***** RECORDS SHOWN *****
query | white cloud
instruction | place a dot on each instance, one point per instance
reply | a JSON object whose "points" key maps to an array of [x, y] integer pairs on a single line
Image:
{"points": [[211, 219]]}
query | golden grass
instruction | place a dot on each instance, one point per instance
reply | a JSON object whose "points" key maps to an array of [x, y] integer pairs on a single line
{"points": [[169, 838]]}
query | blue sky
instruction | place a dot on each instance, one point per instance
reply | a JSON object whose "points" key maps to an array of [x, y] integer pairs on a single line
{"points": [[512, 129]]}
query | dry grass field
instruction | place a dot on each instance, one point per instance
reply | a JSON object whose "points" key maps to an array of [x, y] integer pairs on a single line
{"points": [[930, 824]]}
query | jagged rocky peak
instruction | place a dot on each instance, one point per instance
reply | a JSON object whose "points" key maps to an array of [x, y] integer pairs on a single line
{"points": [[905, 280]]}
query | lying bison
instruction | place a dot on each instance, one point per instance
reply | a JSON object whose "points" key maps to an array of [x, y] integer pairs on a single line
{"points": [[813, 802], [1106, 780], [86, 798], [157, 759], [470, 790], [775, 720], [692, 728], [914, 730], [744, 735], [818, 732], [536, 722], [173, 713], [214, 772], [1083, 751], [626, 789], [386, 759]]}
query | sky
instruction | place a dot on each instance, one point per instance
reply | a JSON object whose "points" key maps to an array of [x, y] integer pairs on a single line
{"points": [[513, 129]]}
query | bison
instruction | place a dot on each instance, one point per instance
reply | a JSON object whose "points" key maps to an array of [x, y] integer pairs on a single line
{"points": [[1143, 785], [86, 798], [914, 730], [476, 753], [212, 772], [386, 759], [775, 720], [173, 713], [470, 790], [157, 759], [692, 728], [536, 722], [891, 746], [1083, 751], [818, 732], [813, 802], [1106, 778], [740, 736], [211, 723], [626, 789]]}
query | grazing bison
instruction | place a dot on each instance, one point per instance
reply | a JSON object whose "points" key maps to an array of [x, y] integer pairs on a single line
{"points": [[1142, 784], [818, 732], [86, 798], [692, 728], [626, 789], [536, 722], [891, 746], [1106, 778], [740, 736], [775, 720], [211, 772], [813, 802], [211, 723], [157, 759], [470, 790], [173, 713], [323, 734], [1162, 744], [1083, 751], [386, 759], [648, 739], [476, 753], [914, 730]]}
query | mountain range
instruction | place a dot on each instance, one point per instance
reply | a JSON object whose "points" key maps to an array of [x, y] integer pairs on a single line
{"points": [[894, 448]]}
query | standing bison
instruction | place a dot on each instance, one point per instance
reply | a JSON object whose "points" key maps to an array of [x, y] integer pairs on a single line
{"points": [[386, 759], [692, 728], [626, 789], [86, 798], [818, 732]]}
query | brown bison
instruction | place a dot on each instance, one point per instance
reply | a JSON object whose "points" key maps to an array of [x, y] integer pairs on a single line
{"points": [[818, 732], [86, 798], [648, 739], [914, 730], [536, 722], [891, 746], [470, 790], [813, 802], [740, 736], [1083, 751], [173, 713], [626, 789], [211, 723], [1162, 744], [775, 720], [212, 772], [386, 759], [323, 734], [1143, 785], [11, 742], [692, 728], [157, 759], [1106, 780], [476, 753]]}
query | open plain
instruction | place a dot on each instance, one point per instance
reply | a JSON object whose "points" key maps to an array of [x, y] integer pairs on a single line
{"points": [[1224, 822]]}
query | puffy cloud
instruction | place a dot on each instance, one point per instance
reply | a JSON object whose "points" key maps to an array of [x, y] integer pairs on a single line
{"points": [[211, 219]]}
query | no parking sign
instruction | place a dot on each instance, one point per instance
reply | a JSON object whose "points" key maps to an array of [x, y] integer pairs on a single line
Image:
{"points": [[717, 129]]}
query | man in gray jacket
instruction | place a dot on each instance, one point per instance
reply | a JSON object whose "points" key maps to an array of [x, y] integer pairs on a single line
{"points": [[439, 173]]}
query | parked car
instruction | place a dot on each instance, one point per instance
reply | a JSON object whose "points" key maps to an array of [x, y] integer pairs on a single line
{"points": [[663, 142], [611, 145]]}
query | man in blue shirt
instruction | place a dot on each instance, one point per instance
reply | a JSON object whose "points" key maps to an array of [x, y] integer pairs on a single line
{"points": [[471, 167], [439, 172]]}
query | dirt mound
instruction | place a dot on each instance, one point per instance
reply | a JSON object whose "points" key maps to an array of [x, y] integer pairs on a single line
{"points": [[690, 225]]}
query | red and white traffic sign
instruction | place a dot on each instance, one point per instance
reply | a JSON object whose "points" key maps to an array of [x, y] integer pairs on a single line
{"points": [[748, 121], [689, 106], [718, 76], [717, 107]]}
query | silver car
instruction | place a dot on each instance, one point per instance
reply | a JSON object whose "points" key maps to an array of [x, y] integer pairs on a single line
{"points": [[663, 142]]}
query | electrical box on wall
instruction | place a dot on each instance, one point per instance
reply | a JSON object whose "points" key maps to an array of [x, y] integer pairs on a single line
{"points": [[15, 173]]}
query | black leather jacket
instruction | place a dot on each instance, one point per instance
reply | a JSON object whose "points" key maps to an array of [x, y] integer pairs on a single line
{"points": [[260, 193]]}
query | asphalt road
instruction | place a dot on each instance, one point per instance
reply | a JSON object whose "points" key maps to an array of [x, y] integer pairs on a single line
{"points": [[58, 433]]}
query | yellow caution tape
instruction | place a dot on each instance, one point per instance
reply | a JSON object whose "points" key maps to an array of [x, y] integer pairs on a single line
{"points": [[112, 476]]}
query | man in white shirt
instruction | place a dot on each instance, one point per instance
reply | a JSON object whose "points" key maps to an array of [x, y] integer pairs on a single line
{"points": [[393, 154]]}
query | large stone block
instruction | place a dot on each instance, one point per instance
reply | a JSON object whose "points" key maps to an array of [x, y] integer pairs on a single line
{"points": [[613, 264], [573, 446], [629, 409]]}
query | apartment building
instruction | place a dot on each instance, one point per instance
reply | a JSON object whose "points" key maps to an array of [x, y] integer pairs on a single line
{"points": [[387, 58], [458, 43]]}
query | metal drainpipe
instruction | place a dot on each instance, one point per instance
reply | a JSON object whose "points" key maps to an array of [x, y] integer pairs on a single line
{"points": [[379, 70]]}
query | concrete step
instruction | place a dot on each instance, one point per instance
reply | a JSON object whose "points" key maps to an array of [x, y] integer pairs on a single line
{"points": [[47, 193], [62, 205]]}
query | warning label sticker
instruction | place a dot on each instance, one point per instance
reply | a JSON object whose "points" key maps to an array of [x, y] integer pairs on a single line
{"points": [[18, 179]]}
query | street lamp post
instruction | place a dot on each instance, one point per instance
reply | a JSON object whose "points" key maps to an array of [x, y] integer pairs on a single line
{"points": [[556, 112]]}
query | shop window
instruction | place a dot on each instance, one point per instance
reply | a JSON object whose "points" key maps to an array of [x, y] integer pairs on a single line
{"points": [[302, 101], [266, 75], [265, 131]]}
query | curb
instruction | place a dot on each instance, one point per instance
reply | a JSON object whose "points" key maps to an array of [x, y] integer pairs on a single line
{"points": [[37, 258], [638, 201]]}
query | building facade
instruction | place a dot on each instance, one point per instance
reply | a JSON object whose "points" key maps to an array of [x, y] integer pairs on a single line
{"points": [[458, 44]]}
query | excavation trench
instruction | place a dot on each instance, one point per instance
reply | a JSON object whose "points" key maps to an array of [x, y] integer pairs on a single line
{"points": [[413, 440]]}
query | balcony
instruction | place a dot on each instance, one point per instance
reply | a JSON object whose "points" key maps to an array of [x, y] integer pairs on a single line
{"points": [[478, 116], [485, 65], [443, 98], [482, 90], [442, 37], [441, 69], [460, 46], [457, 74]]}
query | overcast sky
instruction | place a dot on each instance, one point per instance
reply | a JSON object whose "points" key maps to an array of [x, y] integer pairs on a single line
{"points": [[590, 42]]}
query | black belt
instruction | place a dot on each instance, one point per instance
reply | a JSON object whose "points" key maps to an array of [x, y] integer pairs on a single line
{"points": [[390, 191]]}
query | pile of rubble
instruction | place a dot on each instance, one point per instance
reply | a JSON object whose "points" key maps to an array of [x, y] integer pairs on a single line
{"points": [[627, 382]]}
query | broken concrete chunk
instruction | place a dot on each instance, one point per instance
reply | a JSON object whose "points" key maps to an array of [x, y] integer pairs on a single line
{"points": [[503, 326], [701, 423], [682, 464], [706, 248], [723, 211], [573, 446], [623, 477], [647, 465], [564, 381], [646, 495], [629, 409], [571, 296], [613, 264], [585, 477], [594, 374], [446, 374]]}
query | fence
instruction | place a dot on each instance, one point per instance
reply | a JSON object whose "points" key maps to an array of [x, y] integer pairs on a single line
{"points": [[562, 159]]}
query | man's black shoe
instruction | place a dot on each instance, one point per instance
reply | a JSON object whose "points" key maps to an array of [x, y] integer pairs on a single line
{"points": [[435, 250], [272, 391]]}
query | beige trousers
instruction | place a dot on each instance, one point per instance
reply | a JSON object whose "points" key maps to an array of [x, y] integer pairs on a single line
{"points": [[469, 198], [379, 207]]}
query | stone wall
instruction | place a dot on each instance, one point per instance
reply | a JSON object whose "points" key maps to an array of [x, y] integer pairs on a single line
*****
Look through the data above and return exactly the lines from the one that contains "query | shop window" to the one that contains "query | curb", inclusive, with nothing else.

* _SOLUTION TO THIS TASK_:
query | shop window
instruction | place a dot on each instance, one point per instance
reply | a JSON object whose "points" key maps to an array of [x, y] integer pairs on a single line
{"points": [[302, 101], [266, 75], [265, 131]]}
query | curb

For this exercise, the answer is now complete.